##### Testo fornito #####
Da Annamaria Franzoni alla contessa Alberica Filo della Torre, passando per Parolisi, Bossetti, etc., i casi di cronaca con la tv nel ruolo di stalker. Persone, sentimenti e valori asfaltati, centrale l’audience, divinità morbosa e avida di sacrifici più di Artemide con Agamennone.
Alla Lubrano, la domanda nasce spontanea: per avere cosa? Ognuno si dia la risposta che più gli aggrada per formazione culturale, sensibilità , senso socratico o kantiano dell’etica, ma la più cattiva potrebbe essere: la tv-spazzatura? Del dolore? La variante nazionalpopolare? Ne parliamo con Adriana Pannitteri.
Domanda inevitabile: lei fa parte del circo mediatico, e ai livelli più alti e di prestigio: ha dovuto scrivere un saggio appassionato e colmo di etos civile per testimoniare la patologia?
“Credo che il tempo di riflessione di un saggio (soprattutto perché accompagnato dal contributo prezioso di un magistrato) sia determinante per aprire varchi nella coscienza. Mi riferisco anche alla coscienza personale, al valore del giornalismo, e alla difficile mediazione tra il dovere di raccontare e quello di rispettare la dignità delle persone.
Il confine è una sfida ardua. A volte siamo sopraffatti dagli eventi e da un meccanismo quasi inconscio che ci porta a divorare tutto”.
Si può tentare di risalire a quando è iniziata la deriva? C’è chi la fa coincidere con l’ingresso in politica di un imprenditore tv, chi la sposta ancora più indietro, facendola coincidere con Pertini (1981) affacciato sulla bocca del pozzo dove il povero Alfredino Rampi sta morendo…
“Quando iniziò la sfida con Mediaset io ero una giovane cronista e mi ricordo che l’imperativo categorico divenne: avere una notizia in più o solo un’immagine in più del tg5.
Forse la deriva è iniziata da quel momento e dall’irrompere dei dati di ascolto e dello share persino nei telegiornali.
##### Materiale fornito #####
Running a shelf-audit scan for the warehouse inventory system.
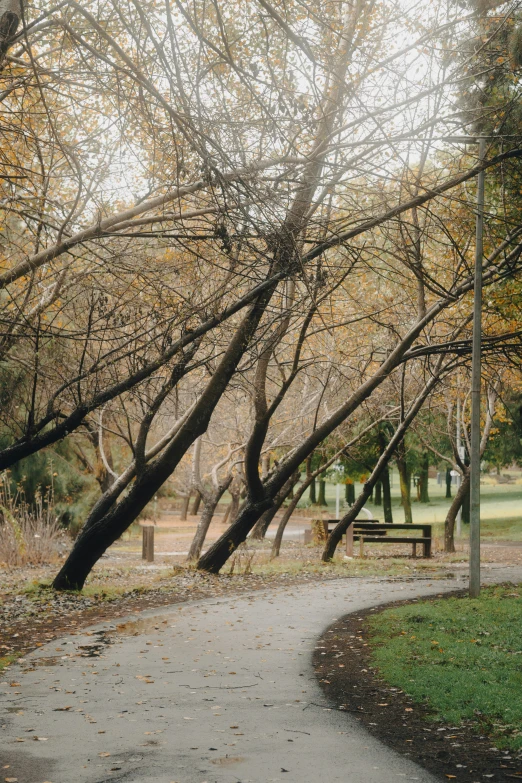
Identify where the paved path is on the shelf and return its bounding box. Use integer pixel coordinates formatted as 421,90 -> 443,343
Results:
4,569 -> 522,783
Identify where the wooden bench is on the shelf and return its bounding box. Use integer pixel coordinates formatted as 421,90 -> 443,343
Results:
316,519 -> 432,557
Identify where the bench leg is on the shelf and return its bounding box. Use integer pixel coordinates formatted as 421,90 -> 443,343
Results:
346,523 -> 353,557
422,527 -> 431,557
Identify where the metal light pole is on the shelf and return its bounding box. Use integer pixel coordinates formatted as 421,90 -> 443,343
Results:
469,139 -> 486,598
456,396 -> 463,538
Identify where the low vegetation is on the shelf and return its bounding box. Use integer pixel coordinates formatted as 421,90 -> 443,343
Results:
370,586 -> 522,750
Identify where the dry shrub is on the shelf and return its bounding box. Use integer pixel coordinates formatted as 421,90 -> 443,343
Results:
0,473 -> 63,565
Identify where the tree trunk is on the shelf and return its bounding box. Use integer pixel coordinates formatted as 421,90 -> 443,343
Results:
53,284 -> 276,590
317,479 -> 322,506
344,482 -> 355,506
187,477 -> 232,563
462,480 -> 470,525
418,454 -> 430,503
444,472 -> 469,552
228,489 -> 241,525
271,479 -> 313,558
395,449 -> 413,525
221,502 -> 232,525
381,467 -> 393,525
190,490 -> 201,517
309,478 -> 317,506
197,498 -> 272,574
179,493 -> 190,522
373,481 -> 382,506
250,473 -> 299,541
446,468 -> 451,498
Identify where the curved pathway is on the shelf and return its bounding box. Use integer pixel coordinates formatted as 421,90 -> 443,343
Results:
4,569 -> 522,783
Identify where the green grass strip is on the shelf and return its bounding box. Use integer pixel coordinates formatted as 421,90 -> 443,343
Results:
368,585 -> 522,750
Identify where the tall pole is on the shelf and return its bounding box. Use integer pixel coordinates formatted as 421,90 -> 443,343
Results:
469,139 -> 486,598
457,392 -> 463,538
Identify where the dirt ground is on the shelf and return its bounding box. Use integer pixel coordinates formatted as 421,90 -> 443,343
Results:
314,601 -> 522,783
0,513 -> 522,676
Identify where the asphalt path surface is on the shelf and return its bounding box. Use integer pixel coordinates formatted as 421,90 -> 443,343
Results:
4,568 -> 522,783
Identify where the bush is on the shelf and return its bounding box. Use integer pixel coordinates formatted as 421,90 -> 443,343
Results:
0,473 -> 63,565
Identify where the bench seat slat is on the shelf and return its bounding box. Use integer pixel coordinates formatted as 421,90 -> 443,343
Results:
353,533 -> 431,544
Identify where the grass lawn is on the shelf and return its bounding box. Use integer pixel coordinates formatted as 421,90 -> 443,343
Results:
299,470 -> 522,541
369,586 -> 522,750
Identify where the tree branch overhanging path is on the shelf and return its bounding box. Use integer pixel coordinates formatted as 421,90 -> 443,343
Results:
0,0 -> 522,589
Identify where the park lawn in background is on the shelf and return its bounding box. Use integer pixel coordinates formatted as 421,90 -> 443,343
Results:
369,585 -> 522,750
#####
* Compito A *
Cita il tratto del testo sulla cronaca in tv che va da "Il confine è" fino a "più del tg5.".
* Compito B *
Continua il testo sulla cronaca in tv partendo dopo la sua ultima frase.
Il materiale non ha alcun legame con il testo sulla cronaca in tv.

* Risposta A *
Il confine è una sfida ardua. A volte siamo sopraffatti dagli eventi e da un meccanismo quasi inconscio che ci porta a divorare tutto”.
Si può tentare di risalire a quando è iniziata la deriva? C’è chi la fa coincidere con l’ingresso in politica di un imprenditore tv, chi la sposta ancora più indietro, facendola coincidere con Pertini (1981) affacciato sulla bocca del pozzo dove il povero Alfredino Rampi sta morendo…
“Quando iniziò la sfida con Mediaset io ero una giovane cronista e mi ricordo che l’imperativo categorico divenne: avere una notizia in più o solo un’immagine in più del tg5.

* Risposta B *
Certo, c’era stato Alfredino Rampi, ma forse nessuno immaginava che il bimbo sarebbe rimasto intrappolato in quel pozzo senza fine. Di certo quelle ore scandirono l’inizio della cosiddetta tv del dolore. Ma credo, per assurdo, che fossimo tutti più innocenti e ansiosi di riportare Alfredino dalla sua mamma”.
Il giornalismo-spettacolo, specialità forse solo all italian, ha condizionato indagini, processi e infine le sentenze?
“Non dovrei dirlo ma penso che quando un caso di cronaca diviene vicenda pubblica in tutte le sue mille sfaccettature, quando ogni dettaglio è rivelato, quando si violano i confini dell’intimità , il rischio è che si imponga l’idea di giungere a una sentenza esemplare.
Una tentazione alla quale non sempre i giudici riescono a sottrarsi. Ma la pena esemplare non esiste nel nostro ordinamento ed è un vero e proprio obbrobrio”.
Autori e vestali della tv tossica, sempre trillanti, empatiche, annunciano scoop inesistenti (Oriana Fallaci si rivolta nella tomba) e dicono: il pubblico vuole questo, e noi glielo diamo, variante del pensiero: più abbassi il livello, più c’è audience e gli inserzionisti gongolano, tradotto: mettetevi l’anima in pace, è il mercato, bellezza, the show must go on…
“Purtroppo abbiamo assistito anche al mercimonio delle interviste e delle testimonianze costruite a tavolino pur di raggiungere un punto in più di share.
Al contrario abbiamo assistito anche a straordinari picchi di auditel con trasmissioni belle. Penso a Alberto Angela. O a inchieste assolutamente dignitose anche su fatti di cronaca.
Quindi è possibile? Non credo in una tv pedagogica ma allo stesso tempo ritengo che in particolare il servizio pubblico abbia il dovere di tenere l’asticella alta”.
L’oblio: diritto od opzione?
“Il diritto all’oblio ha una sua precisa configurazione. Ma ci sono fatti di rilevanza storica che meritano di essere ricordati anche molto tempo dopo sebbene in un contesto giusto. E’ sempre questione di equilibrio”.
Ogni codice di autodisciplina è bypassato, appelli delle istituzioni ignorati: ma nel suo saggio brilla un lumicino di speranza: ha qualche idea terra terra per uscirne senza penalizzare alcun soggetto in campo?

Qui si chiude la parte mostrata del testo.